<<<<

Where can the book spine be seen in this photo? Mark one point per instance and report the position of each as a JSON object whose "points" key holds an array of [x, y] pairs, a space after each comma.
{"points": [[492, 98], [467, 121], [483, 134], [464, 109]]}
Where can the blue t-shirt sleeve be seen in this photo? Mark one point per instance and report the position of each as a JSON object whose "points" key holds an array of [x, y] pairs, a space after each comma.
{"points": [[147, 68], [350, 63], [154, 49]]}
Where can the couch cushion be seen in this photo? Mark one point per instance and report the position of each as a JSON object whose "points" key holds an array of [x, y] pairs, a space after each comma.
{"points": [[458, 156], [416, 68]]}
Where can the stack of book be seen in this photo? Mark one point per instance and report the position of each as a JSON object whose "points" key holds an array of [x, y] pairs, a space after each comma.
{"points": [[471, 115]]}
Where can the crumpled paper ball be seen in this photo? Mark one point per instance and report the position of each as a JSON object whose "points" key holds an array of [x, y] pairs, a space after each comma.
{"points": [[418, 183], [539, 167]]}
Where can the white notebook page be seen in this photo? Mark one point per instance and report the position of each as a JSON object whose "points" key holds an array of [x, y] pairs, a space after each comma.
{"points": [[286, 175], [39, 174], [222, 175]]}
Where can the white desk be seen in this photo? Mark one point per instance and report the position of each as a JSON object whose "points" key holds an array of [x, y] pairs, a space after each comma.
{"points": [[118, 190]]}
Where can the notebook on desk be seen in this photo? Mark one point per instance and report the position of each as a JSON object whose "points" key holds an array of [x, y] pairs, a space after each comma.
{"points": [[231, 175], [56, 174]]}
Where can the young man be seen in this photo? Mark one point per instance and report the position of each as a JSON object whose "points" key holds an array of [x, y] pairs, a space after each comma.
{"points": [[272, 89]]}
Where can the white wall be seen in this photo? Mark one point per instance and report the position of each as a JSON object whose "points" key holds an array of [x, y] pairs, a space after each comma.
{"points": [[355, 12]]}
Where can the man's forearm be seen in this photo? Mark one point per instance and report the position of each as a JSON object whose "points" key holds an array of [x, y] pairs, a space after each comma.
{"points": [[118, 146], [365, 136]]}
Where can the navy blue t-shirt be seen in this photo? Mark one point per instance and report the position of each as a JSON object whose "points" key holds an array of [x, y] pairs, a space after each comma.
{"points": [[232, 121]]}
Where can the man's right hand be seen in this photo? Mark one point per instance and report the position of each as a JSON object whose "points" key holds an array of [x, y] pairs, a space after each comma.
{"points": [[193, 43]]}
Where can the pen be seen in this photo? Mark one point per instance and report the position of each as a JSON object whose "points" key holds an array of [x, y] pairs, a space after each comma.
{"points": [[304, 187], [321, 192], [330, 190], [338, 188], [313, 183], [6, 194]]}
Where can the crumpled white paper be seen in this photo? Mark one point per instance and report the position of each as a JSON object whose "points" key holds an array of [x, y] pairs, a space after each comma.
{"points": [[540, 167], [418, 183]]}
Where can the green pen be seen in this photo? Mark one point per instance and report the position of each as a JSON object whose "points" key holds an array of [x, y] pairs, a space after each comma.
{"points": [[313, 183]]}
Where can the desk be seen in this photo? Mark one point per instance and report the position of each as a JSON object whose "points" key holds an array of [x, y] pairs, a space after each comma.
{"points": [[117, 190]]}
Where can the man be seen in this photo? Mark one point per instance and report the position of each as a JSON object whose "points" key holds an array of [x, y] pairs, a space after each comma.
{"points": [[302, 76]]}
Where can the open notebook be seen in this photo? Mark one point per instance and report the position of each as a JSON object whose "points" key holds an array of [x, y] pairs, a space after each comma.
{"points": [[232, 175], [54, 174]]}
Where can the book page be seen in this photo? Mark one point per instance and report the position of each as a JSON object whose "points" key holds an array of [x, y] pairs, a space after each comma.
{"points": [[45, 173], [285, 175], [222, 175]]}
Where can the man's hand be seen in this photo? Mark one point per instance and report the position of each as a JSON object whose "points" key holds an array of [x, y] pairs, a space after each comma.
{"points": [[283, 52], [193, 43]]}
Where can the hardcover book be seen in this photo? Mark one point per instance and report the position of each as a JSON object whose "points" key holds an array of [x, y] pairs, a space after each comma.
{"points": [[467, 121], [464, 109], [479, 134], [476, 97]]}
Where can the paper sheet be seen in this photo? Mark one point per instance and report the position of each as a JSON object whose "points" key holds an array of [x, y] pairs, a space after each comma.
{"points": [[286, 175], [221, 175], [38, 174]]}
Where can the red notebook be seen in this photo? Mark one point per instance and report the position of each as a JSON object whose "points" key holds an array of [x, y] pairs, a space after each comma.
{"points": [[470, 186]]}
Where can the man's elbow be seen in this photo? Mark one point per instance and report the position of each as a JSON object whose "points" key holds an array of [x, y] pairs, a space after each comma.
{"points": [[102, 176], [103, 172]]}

>>>>

__WHAT IS BEING ASKED__. Copy out each line exactly.

__ANSWER__.
Where can the book spine be seen in this photo? Mark one point per instance and report the position of each as a JSON object whose "points" key holds an array of [x, y] pairs, a space after each comma.
{"points": [[492, 98], [467, 121], [483, 134], [464, 109]]}
Where can the blue t-shirt sleeve be seen in this photo? Mark one point per instance and report the position of each as a JSON object whose "points" key holds an array of [x, y] pairs, a space after each comma.
{"points": [[147, 68], [350, 63], [154, 49]]}
Where can the couch cushion be seen in this photo? Mark one point per instance and report the position of each as a JSON object whose "points" key holds an array of [x, y] pairs, a space after each comma.
{"points": [[458, 156], [416, 68]]}
Where can the stack of book be seen in this photo? Mark one point per instance and report the position of each as a JSON object whose "points" key holds an array of [x, y] pairs, a space after each comma.
{"points": [[471, 115]]}
Where can the crumpled paper ball be seen in this photo? Mark one point per instance and report the position of each as a JSON object whose "points" key holds an array of [x, y] pairs, a space after each comma.
{"points": [[418, 183], [539, 167]]}
Where can the white notebook page be seen in this photo? Mark one point per instance and report the position of each as a JSON object whose "points" key holds an array of [x, y] pairs, a space after each comma.
{"points": [[286, 175], [39, 174], [222, 175]]}
Where can the white desk be seen in this photo? Mark one point per instance and report the position of each as a JSON object whose "points" key holds an array of [x, y] pairs, a space after each comma.
{"points": [[118, 190]]}
Where can the notebook on desk be seen in this photo? Mark one point per instance and report the position of each as a JSON object whose "points" key holds an array of [x, y] pairs, a space after each comma.
{"points": [[231, 175], [56, 174]]}
Where can the young man be seen in this photo? Mark one point per instance and report the position of each as a JSON object whose "points" key holds an array of [x, y] pairs, a space after each comma.
{"points": [[272, 89]]}
Where can the white wall be seen in this photo? Mark one point per instance and report the position of each as a JSON object whose "points" key holds an array of [x, y] pairs, a space after each comma.
{"points": [[355, 12]]}
Where can the man's forearm be seen in this photo? Mark one point per instance and report the position of each as a JSON object whose "points" key holds an array of [x, y] pairs, a space after each comma.
{"points": [[118, 146], [365, 136]]}
Where can the navy blue t-shirt be seen in this photo? Mark one point per instance and report the position of each as a JSON object whose "points" key holds an array of [x, y] pairs, a space after each comma.
{"points": [[232, 121]]}
Where can the man's right hand be seen in this photo? Mark one point per instance and report the position of each as a JSON object whose "points" key holds an array of [x, y] pairs, a space after each comma.
{"points": [[193, 43]]}
Where can the pen be seen in this photo? Mark one point per instance and report the position of each as a JSON object whose "points" key holds an array of [x, y] pairs, a space after each comma.
{"points": [[304, 187], [321, 192], [330, 190], [338, 188], [313, 183], [6, 194]]}
Where can the crumpled white paper be seen in this photo? Mark one point per instance and report the position of each as a JSON object whose "points" key holds an array of [x, y] pairs, a space after each comma.
{"points": [[540, 167], [418, 183]]}
Where can the green pen be seen in this photo? Mark one point per instance and report the position of each as a JSON object whose "points" key holds an array of [x, y] pairs, a space after each comma.
{"points": [[313, 183]]}
Where can the desk be seen in this photo? Mark one point per instance and report the position of each as a JSON object whose "points" key holds an array of [x, y] pairs, a space after each comma.
{"points": [[117, 190]]}
Where can the man be seen in this photo? Mark one point per instance and report the position of each as a JSON object whose "points" key holds an array of [x, y] pairs, a space after each comma.
{"points": [[302, 76]]}
Where can the open notebook be seen in this photo? Mark one point per instance and report the position of each as a JSON object whose "points" key holds an array of [x, y] pairs, a space after each comma.
{"points": [[232, 175], [54, 174]]}
Where can the book page be seen in this photo? Mark one point per instance and report the position of each as a JSON object whose "points" key holds an array of [x, y] pairs, a space after each comma.
{"points": [[45, 173], [285, 175], [222, 175]]}
Where can the man's hand be seen in this photo? Mark one point per instance and report the position of each as a JSON object whose "points" key holds an array of [x, y] pairs, a space after each comma.
{"points": [[283, 52], [193, 43]]}
Where can the hardcover book be seen in this photo? Mark one point per instance and report the position of each as a JSON object whose "points" key holds an array of [x, y] pairs, a space after each comma.
{"points": [[467, 121], [464, 109], [479, 134], [476, 97]]}
Where can the paper sheet be seen in this photo? Mark one point per instance and report the position of each as a JSON object whose "points" key holds an array of [x, y] pairs, a space after each comma.
{"points": [[286, 175], [221, 175], [38, 174]]}
Where can the red notebook be seen in this photo? Mark one point per instance and report the position of each as a JSON object whose "points" key holds an array of [x, y] pairs, a space after each comma.
{"points": [[470, 186]]}
Where can the man's elbow be seen in this photo? Mark one point per instance and report the position of each as a JSON object whose "points" key holds an array of [x, y] pairs, a space after each comma.
{"points": [[102, 176], [103, 172]]}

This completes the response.